### [Work request]
Go to the line containing "spot the black leggings." in the records below and print it and every following line exactly, on through the line containing "spot the beige wall.", then stop.

(Dataset items)
[Start of Attachment]

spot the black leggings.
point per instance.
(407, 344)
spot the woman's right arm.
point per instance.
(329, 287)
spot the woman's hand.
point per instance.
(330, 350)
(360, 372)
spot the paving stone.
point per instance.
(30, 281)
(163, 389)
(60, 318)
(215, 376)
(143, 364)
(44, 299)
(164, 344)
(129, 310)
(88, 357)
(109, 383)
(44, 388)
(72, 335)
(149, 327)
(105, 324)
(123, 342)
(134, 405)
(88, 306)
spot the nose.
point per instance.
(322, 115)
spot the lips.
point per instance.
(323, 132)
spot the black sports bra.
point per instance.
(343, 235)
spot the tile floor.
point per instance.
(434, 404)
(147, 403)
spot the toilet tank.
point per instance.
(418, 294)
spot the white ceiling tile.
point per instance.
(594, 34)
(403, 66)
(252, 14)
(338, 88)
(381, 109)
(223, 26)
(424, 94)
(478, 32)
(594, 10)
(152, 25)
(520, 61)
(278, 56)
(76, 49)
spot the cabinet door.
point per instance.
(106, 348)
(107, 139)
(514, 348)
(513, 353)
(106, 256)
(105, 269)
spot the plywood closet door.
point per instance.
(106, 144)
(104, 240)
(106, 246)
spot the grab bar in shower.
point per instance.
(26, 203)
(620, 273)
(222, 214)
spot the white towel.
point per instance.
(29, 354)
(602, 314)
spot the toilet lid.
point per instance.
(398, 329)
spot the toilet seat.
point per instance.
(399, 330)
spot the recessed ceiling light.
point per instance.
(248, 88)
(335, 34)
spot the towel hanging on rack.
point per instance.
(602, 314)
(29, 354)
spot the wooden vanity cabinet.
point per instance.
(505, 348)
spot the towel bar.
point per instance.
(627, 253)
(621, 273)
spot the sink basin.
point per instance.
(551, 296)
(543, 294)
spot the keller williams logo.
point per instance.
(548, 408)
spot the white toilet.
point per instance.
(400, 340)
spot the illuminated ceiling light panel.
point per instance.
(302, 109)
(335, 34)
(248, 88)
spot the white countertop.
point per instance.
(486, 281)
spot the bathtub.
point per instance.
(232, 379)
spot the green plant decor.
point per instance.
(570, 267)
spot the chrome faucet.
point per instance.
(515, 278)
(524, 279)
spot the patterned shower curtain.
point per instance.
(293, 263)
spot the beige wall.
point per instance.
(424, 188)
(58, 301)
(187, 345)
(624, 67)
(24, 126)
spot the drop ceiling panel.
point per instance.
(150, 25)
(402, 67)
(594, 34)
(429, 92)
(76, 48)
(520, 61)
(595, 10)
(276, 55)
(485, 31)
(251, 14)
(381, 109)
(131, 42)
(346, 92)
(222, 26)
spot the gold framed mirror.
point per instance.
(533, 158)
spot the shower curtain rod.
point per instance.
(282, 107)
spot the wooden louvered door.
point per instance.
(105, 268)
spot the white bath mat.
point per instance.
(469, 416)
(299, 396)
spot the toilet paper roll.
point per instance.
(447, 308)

[End of Attachment]
[Start of Attachment]

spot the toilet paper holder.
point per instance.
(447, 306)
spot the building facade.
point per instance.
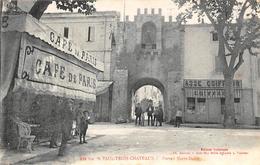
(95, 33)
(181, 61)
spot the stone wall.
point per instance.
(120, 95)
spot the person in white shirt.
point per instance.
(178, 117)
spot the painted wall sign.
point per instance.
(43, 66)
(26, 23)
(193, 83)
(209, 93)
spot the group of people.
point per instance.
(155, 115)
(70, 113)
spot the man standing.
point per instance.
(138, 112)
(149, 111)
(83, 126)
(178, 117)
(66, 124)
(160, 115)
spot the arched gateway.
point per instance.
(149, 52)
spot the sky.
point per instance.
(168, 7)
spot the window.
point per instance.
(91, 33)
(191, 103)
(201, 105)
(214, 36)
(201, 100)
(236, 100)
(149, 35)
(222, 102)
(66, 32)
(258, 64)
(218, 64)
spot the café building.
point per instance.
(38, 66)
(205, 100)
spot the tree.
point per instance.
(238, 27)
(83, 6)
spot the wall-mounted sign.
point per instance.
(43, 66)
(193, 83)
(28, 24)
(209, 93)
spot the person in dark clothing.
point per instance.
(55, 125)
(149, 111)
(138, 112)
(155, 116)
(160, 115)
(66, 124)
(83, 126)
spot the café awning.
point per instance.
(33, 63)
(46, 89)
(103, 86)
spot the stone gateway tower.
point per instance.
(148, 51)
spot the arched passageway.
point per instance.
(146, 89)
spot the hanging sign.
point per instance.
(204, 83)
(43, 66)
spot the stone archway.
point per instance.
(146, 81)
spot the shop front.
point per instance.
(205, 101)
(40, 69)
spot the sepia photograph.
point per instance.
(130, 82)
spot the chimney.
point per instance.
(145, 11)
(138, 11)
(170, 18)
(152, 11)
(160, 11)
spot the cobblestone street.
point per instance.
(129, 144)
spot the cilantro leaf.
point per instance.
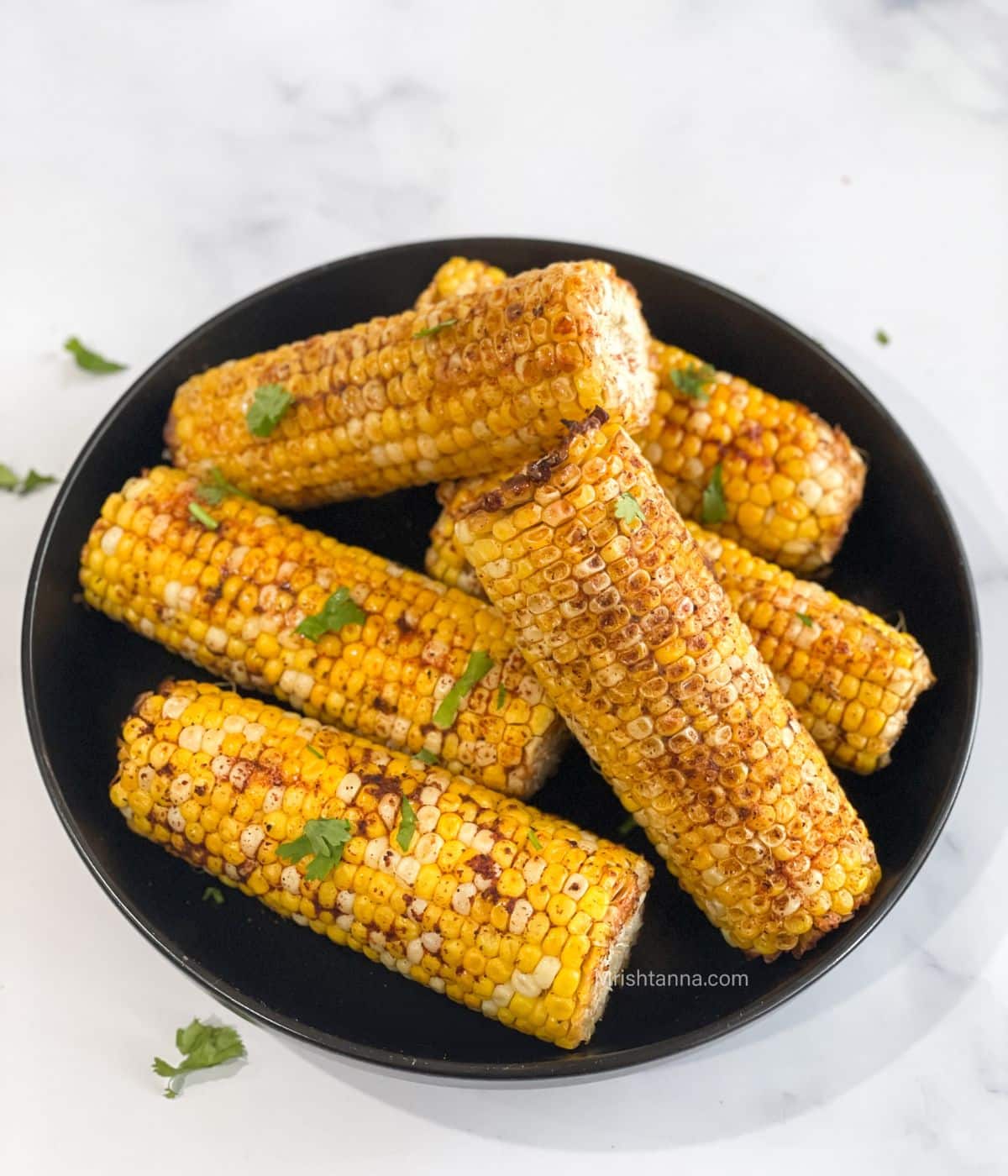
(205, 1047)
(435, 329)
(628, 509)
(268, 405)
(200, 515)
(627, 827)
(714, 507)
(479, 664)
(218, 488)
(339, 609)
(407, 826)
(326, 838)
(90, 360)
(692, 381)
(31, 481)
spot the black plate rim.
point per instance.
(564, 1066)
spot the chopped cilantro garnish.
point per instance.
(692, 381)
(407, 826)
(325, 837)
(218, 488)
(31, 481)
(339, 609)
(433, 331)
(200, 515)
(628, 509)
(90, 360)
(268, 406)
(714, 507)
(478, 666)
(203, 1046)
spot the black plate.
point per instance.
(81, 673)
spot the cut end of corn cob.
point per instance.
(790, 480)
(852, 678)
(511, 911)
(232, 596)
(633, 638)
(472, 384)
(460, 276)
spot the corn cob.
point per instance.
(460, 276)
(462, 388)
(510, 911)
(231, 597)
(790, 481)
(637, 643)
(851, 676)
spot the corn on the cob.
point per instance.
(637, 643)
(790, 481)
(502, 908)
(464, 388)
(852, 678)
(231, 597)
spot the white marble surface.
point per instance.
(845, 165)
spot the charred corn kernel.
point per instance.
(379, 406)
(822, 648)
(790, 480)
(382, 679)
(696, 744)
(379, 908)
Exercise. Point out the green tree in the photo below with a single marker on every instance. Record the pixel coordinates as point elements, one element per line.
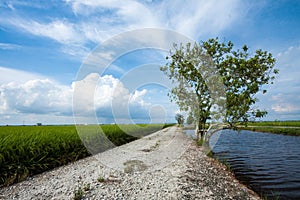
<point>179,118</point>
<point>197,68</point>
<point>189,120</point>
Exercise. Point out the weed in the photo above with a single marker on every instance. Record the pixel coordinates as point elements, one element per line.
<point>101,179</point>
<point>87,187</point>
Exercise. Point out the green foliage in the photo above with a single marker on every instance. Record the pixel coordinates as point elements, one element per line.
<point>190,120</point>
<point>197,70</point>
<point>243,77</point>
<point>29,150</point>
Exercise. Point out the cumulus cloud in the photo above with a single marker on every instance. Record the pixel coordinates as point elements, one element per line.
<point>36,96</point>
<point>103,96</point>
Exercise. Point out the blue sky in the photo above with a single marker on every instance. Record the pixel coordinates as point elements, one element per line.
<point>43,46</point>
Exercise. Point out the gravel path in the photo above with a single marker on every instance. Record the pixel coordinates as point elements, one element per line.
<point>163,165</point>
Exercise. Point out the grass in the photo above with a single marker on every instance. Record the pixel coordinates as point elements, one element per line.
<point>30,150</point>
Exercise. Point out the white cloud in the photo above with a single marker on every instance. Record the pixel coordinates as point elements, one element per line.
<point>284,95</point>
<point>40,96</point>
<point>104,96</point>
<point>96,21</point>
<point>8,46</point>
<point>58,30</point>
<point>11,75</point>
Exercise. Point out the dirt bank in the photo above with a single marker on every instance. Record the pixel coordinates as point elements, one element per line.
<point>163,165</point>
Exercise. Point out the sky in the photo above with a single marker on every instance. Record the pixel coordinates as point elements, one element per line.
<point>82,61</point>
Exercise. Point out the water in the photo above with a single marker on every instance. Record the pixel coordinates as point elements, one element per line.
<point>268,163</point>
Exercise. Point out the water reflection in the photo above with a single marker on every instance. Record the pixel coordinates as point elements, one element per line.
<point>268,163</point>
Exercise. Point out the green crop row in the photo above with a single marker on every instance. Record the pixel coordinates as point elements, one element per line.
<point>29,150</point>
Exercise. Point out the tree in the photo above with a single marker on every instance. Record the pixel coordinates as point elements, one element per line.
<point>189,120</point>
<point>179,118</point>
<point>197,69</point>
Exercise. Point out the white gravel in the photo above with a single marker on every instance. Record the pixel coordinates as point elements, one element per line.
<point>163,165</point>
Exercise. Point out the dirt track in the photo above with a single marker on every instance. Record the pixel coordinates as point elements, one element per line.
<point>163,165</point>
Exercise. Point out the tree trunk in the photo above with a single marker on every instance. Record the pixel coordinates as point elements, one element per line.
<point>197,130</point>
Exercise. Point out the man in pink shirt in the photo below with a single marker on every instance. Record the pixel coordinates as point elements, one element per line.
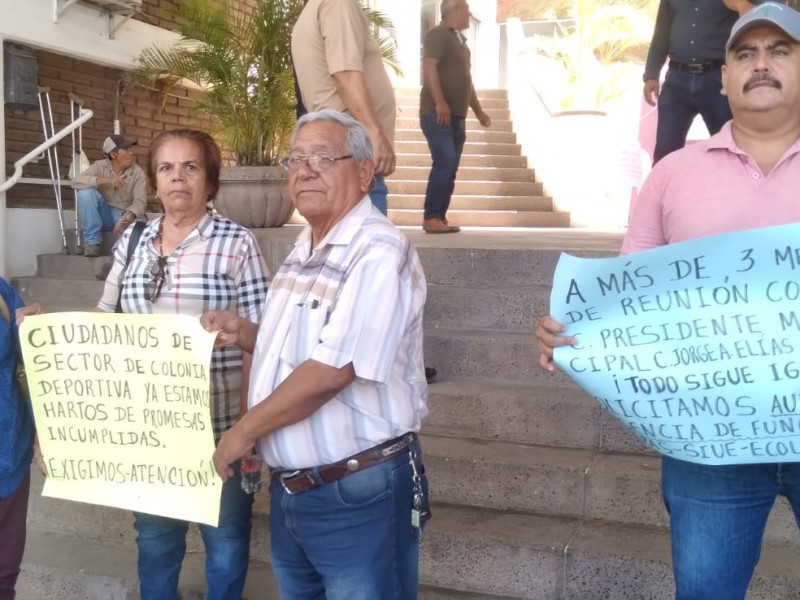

[End of Attachment]

### [Response for this exercise]
spot the black leggings.
point per instance.
(407, 344)
spot the woman's right arm.
point per instance.
(329, 287)
spot the woman's hand.
point per instance.
(330, 350)
(360, 372)
spot the paving stone.
point per instance.
(30, 281)
(163, 389)
(60, 318)
(215, 376)
(143, 364)
(44, 299)
(164, 344)
(129, 310)
(88, 357)
(109, 383)
(44, 388)
(72, 335)
(149, 327)
(105, 324)
(123, 342)
(134, 405)
(88, 306)
spot the nose.
point per instance.
(322, 115)
spot the lips.
point per instance.
(323, 132)
spot the black sports bra.
point per instance.
(343, 235)
spot the tile floor.
point per instance.
(434, 404)
(147, 403)
spot the toilet tank.
point per instance.
(418, 294)
spot the white ceiling tile.
point per instance.
(594, 34)
(403, 66)
(252, 14)
(338, 88)
(381, 109)
(223, 26)
(424, 94)
(478, 32)
(594, 10)
(152, 25)
(520, 61)
(278, 56)
(76, 49)
spot the cabinet door.
point per instance.
(106, 348)
(107, 139)
(514, 348)
(513, 353)
(106, 256)
(105, 269)
spot the plywood closet door.
point per instance.
(106, 144)
(104, 240)
(106, 246)
spot the grab bar in shower.
point per instance.
(26, 203)
(620, 273)
(222, 214)
spot the white towel.
point per instance.
(29, 354)
(602, 314)
spot the toilet lid.
point per instance.
(398, 329)
spot the toilet seat.
point per instance.
(399, 330)
spot the recessed ceiling light.
point per instance.
(248, 88)
(335, 34)
spot the towel hanging on rack.
point per instance.
(602, 314)
(29, 354)
spot the wooden vanity cabinet.
point per instance.
(505, 348)
spot the towel bar.
point per instance.
(627, 253)
(621, 273)
spot the sink basin.
point per instance.
(551, 296)
(543, 294)
spot the keller williams logo.
point per instance.
(548, 408)
spot the white toilet.
point per instance.
(400, 340)
spot the illuminated ceiling light panel.
point per instance.
(302, 109)
(335, 34)
(248, 88)
spot the white countertop.
point per instance.
(486, 281)
spot the bathtub.
point per instance.
(232, 379)
spot the green plant decor.
point per instance.
(570, 267)
spot the chrome faucet.
point per instance.
(515, 278)
(524, 279)
spot the patterned shower curtain.
point per instance.
(293, 263)
spot the beige wall.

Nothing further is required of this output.